• **EXERCISE SET**:
1. In two sentences, summarize the notebook on processing the Civil Rights Data Collection survey data.
2. From the notebook on processing the Civil Rights Data Collection survey data, echo the passage between "This notebook documents" and "os.path.join(os.path.dirname(os.getcwd()), 'data', 'input')", inclusive.

• **TEXT EXTRACT**:
----

# Processing the federal Civil Rights Data Collection survey data

This notebook documents how we downloaded, transformed, and cleaned the Civil Rights Data Collection survey data from the U.S. Department of Education's Office for Civil Rights for our analysis of bullying/harassment during the 2013-14 school year in NYC public schools. Note that although our analysis is restricted to NYC schools, here we are loading the entire dataset of U.S. public schools.

## Import Python libraries and set working directories

In [1]:
import os
import re
import feather
import numpy as np
import pandas as pd

In [2]:
input_dir = os.path.join(os.path.dirname(os.getcwd()), 'data', 'input')
intermediate_dir = os.path.join(os.path.dirname(os.getcwd()), 'data', 'intermediate')

## Load raw data

The [raw file](https://inventory.data.gov/dataset/2acc601e-9806-4dff-b144-f8a5e7c095b8/resource/3dc84a95-526a-4b90-aacd-72f60d4fecbc/download/crdc201314csv.zip) of survey responses comes from the U.S. Department of Education (ED)'s Office for Civil Rights (OCR), available on [Data.gov](https://catalog.data.gov/dataset/civil-rights-data-collection-2013-14). The full page for the Civil Rights Data Collection for the 2013-14 school year is [here](https://www2.ed.gov/about/offices/list/ocr/docs/crdc-2013-14.html). OCR also hosts a data portal with information from earlier years [here](https://ocrdata.ed.gov/).

----

• **DATA SHOWN**:

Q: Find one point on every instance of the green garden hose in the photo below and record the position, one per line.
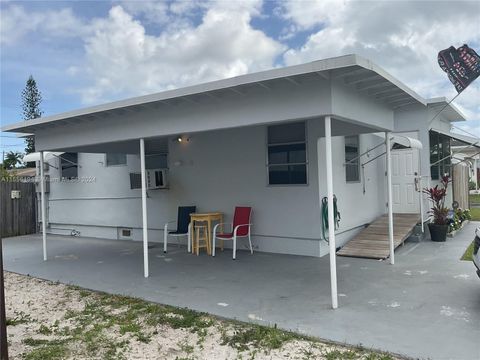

----

• **EXERCISE RESULTS**:
1. The notebook documents how the Civil Rights Data Collection survey data from the U.S. Department of Education's Office for Civil Rights was downloaded, transformed, and cleaned for an analysis of bullying and harassment in NYC public schools during the 2013-14 school year, though it loads the entire dataset of U.S. public schools. The raw file of survey responses is available on Data.gov, and OCR also hosts a data portal with information from earlier years.

2.
This notebook documents how we downloaded, transformed, and cleaned the Civil Rights Data Collection survey data from the U.S. Department of Education's Office for Civil Rights for our analysis of bullying/harassment during the 2013-14 school year in NYC public schools. Note that although our analysis is restricted to NYC schools, here we are loading the entire dataset of U.S. public schools.

## Import Python libraries and set working directories

In [1]:
import os
import re
import feather
import numpy as np
import pandas as pd

In [2]:
input_dir = os.path.join(os.path.dirname(os.getcwd()), 'data', 'input')